-- Opening Marker --

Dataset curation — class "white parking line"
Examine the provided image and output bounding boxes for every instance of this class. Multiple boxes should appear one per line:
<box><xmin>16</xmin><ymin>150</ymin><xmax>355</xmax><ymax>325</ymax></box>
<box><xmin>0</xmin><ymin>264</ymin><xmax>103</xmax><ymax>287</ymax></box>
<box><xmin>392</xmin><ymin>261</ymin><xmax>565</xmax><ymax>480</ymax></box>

-- Closing Marker --

▸ ASSIGNED TASK
Keeping every word in place, restate the entries above.

▸ COMPLETED TASK
Dataset curation — class "white parking line"
Examine the provided image and output bounding boxes for every instance of this class. Multiple boxes should appear one per line:
<box><xmin>16</xmin><ymin>150</ymin><xmax>355</xmax><ymax>325</ymax></box>
<box><xmin>0</xmin><ymin>264</ymin><xmax>103</xmax><ymax>287</ymax></box>
<box><xmin>392</xmin><ymin>261</ymin><xmax>565</xmax><ymax>480</ymax></box>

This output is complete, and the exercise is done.